ASN: The USMNT learns is qualifying path for 2022: here are the takeaways –

The United States national team knows its path to get to Qatar, and ASN’s Brian Sciaretta walks you through it and explores the main takeaways.


Brian Sciaretta


August 19, 2020

6:05 PM

CONCACAF HELD ITS draw for World Cup qualifying and the United States national learned most of its path that it hopes will lead to a berth in Qatar for the 2022 World Cup. Most of the path was already known but the formal draw revealed some interesting tidbits – like a potential revenge match to open the campaign and a very difficult ending awaits in 2022.

Now, not all of the opponents are known yet. The U.S. teams is one of five teams already qualified for the Octagon that will replace the Hex. The remaining three teams will be determined in earlier rounds taking place before next summer.

With that said, here is the best guess for the 14-game qualifying schedule

  1. June 2021: @ Trinidad & Tobago/El Salvador*
  2. June 2021: Canada/Haiti*
  3. June 2021: @ Honduras
  4. June 2021:  Jamaica
  5. September 2021: @ Panama/Dominican Rep./Guatemala/Curacau*
  6. September 2021: Costa Rica
  7. October 2021: Mexico
  8. October 2021: @ Jamaica
  9. November 2021: Trinidad & Tobago/El Salvador*
  10. November 2021: @ Canada/Haiti*
  11. January 2022: Honduras
  12. January 2022: @ Mexico
  13. March 2022: Panama/Dominican Rep./Guatemala/Curacau*
  14. March 2022: @ Costa Rica

 * denotes the mostly likely opponents from the earlier round. There are “smaller” national teams with the potential to advance to the Octagon.

[Data listing]
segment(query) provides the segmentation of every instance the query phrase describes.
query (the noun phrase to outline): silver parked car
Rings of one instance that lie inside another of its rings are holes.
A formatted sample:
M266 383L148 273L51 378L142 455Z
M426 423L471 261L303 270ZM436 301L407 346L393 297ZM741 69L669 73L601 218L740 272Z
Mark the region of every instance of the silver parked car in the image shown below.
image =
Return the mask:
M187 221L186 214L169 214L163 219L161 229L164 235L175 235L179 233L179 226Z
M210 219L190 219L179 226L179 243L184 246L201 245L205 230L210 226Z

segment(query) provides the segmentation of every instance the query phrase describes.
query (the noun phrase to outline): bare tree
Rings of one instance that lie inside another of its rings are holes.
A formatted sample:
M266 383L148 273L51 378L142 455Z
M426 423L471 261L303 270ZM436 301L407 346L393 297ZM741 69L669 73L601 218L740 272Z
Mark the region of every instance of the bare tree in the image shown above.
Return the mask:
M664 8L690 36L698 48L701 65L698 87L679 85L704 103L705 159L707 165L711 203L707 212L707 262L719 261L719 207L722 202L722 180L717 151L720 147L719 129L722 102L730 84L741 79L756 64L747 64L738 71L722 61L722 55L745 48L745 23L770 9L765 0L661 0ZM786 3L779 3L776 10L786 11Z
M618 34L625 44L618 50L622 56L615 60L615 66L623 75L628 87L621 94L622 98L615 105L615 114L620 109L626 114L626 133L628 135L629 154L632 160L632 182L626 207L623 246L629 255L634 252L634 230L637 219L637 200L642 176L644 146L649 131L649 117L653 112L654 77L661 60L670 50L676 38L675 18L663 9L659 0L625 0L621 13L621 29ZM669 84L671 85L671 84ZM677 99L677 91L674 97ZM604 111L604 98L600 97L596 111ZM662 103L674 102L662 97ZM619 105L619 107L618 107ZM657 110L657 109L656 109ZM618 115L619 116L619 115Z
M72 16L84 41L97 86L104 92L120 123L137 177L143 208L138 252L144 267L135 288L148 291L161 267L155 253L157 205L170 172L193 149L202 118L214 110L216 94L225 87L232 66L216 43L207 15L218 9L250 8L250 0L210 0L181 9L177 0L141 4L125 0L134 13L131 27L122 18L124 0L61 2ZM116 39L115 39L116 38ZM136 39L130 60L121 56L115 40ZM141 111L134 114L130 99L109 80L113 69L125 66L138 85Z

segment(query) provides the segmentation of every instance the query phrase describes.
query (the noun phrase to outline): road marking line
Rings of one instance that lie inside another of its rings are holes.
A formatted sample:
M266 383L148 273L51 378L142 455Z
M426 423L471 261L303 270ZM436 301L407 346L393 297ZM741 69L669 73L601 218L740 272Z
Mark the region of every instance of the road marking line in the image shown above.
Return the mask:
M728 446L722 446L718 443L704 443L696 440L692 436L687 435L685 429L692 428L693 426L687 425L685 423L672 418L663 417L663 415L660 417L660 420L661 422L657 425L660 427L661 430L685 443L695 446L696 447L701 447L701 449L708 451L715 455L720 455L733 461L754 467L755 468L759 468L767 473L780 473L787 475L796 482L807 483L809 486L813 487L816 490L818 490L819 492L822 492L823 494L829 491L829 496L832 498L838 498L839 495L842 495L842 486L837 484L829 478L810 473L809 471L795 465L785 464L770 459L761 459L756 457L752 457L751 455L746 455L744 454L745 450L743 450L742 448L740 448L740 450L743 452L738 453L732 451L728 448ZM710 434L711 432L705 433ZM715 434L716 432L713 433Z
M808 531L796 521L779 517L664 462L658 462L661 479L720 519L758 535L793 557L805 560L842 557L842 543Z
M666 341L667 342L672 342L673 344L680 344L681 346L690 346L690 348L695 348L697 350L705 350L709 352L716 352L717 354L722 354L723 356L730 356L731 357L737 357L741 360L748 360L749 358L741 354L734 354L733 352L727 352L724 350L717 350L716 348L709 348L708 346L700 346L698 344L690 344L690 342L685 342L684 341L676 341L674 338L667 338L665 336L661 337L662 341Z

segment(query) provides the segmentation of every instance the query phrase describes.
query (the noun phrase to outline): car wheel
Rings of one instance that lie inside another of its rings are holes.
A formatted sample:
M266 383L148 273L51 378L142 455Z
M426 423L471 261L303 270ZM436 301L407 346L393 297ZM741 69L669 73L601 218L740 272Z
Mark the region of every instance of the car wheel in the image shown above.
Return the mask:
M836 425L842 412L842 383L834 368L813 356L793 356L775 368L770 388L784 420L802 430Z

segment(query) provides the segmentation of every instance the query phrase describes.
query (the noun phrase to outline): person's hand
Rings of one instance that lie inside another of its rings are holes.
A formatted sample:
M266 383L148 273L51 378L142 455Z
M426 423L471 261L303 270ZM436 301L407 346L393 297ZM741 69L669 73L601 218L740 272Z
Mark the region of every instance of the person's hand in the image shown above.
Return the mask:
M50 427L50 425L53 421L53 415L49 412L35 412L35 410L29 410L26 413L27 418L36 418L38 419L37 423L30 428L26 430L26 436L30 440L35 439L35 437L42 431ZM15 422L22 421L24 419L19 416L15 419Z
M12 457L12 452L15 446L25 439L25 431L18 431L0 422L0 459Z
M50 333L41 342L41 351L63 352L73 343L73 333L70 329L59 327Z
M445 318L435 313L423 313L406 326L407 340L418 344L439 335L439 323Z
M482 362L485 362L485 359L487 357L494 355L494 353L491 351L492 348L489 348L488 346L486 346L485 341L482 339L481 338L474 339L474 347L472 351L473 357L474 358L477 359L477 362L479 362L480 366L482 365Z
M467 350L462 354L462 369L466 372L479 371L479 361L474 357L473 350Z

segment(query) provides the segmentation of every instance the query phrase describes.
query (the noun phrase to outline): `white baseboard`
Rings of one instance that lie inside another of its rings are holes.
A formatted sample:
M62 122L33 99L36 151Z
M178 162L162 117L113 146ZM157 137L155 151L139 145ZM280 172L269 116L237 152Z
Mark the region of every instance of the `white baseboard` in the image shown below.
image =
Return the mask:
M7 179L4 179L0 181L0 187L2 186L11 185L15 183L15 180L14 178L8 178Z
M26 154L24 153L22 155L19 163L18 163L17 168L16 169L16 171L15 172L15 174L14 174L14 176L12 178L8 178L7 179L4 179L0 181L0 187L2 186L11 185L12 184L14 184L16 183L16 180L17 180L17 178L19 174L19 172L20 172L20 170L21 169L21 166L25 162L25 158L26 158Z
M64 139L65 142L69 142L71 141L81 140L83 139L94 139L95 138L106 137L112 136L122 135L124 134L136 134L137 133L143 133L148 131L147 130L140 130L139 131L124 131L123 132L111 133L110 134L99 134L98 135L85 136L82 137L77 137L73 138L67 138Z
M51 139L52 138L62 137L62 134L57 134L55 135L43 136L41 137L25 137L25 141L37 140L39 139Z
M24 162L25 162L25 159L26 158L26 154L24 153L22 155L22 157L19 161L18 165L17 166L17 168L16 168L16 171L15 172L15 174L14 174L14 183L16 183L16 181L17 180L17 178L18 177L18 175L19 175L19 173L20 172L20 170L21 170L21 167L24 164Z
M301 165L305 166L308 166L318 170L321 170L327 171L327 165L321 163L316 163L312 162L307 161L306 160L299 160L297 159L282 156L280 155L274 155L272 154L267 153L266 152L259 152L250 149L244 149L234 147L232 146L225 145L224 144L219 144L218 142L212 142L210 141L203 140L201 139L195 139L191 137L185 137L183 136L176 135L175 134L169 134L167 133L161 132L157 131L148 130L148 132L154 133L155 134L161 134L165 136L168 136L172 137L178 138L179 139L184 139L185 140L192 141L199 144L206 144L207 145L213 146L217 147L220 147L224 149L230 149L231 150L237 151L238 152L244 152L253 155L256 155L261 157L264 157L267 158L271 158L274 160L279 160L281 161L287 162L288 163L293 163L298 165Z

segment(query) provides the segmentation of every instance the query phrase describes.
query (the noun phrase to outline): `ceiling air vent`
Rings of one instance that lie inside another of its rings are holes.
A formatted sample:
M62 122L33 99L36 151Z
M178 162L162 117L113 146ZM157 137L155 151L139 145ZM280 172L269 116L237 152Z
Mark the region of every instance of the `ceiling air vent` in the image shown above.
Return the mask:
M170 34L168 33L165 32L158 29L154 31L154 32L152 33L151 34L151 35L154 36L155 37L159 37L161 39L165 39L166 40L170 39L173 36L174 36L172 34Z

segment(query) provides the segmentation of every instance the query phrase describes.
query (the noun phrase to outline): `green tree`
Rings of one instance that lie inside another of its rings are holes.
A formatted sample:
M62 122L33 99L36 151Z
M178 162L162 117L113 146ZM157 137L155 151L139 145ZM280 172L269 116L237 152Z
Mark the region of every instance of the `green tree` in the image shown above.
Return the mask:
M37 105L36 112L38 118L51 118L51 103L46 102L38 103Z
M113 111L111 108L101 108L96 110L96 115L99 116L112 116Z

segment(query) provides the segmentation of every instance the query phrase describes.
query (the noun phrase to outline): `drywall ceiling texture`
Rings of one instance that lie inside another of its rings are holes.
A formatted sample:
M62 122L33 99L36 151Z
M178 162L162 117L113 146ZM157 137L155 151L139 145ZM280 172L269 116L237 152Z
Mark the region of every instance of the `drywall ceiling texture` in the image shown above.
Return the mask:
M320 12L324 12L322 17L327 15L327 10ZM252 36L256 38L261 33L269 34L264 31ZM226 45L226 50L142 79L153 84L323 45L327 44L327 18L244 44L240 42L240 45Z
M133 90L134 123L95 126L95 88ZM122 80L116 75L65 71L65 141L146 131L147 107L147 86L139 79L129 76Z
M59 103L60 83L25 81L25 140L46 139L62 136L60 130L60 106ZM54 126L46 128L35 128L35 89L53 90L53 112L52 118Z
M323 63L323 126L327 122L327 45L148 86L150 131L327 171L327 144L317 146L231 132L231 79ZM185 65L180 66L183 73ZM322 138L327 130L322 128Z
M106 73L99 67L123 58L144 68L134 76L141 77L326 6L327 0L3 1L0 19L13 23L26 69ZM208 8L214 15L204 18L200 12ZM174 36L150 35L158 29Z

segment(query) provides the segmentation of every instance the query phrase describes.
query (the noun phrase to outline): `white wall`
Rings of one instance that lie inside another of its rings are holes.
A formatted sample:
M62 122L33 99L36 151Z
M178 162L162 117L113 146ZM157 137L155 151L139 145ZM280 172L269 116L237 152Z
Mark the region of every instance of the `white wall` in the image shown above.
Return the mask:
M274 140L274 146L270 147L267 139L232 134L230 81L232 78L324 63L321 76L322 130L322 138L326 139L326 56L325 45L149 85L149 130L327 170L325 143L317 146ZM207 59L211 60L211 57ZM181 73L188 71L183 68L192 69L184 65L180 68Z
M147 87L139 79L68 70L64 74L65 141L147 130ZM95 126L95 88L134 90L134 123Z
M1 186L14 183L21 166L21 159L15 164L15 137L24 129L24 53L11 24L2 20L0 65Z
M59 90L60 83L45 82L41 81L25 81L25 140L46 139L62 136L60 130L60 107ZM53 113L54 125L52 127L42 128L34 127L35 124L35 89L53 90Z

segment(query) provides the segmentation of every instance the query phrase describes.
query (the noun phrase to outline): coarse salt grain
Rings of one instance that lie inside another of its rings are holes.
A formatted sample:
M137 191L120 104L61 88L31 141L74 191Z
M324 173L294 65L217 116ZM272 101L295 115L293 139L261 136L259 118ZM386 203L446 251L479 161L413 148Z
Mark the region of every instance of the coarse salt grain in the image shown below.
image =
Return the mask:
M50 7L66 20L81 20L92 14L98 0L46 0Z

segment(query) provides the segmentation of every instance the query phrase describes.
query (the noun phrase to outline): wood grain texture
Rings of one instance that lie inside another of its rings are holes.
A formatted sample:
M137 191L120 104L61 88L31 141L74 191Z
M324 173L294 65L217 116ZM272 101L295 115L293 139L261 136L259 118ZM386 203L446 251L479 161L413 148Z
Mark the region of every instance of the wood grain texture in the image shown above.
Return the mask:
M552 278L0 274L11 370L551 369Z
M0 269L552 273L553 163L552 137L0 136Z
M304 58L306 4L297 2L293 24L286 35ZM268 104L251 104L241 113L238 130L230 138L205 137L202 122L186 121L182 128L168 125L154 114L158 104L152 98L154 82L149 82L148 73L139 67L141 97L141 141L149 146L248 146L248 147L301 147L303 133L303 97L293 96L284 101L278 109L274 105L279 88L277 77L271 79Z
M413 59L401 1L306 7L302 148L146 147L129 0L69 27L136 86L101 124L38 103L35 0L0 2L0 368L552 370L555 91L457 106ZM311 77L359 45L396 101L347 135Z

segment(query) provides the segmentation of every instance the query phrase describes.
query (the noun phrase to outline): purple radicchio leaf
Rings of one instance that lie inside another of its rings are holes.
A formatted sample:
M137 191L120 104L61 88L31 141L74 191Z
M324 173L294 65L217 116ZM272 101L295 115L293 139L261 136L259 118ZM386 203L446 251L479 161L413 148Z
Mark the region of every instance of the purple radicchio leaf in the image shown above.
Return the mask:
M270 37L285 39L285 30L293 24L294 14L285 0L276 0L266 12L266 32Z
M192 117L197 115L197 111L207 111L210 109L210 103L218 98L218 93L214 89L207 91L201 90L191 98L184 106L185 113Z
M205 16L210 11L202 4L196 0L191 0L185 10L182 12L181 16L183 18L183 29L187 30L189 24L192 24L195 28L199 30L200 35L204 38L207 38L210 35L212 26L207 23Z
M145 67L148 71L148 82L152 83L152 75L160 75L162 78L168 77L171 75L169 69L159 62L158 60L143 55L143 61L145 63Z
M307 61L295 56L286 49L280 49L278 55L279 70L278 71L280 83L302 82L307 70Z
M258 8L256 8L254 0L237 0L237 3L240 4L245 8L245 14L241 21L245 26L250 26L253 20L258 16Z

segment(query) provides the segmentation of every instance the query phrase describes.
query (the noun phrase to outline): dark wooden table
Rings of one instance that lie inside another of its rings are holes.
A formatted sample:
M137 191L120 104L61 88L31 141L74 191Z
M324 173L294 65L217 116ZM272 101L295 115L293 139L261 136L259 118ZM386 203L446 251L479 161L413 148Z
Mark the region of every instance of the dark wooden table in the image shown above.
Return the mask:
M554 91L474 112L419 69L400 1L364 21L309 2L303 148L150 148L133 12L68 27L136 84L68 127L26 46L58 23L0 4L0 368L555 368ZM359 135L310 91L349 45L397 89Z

[Problems]
a. In the article on the U.S. World Cup qualifying path, substitute "route" for "path" and reproduce the passage that begins at the words "The United States national team" and stops after "awaits in 2022.".
b. Proceed with the article on the U.S. World Cup qualifying path, picking up right after its final sentence.
The rows after the article come from a different source.

[Answers]
a.
The United States national team knows its route to get to Qatar, and ASN’s Brian Sciaretta walks you through it and explores the main takeaways.


Brian Sciaretta


August 19, 2020

6:05 PM

CONCACAF HELD ITS draw for World Cup qualifying and the United States national learned most of its route that it hopes will lead to a berth in Qatar for the 2022 World Cup. Most of the route was already known but the formal draw revealed some interesting tidbits – like a potential revenge match to open the campaign and a very difficult ending awaits in 2022.

b.
Here are a few thoughts on the draw

Welcome a Trinidad & Tobago opener

There is a very realistic chance the United States will open World Cup qualifying with a road matchup at Trinidad & Tobago. Everyone knows that it was the low-point of the program in October 2017. Despite all this, opening in Trinidad would be great news for the U.S. team. Yes, there would be all sorts of stories about having to relive that game but the “revenge” type theme plays into the U.S. team’s hands.

The U.S. team would not be looking ahead this time and this game would provide the opportunity to create a new narrative and turn the page from 2017. It would also then provide an opportunity to use the revenge for a winning start in the Octagon as opposed to the two losses that opened up the last Hex.

Tough end makes June 2021 Key

Two of the final three games are the hardest games the U.S. team historically plays – away at Costa Rica and away at Mexico. These are two locations which the U.S. team has never won a World Cup qualifier. The U.S. team can’t be at a stage where it needs more than three points heading into its final three games. The last home game is critical but any points it can get from the visits to Costa Rica and Mexico should be considered a bonus.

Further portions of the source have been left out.